Supplied material:
= = = =

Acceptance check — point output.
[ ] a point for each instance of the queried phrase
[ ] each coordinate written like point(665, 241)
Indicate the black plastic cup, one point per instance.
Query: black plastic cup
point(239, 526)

= = = =

Job: Can you reproduce the entire listing above line for line, with no changes?

Task output:
Acceptance check — point output.
[ ] a point for each instance of the queried phrase
[ ] each coordinate written like point(665, 241)
Indicate the black plastic cup, one point per instance.
Query: black plastic cup
point(239, 526)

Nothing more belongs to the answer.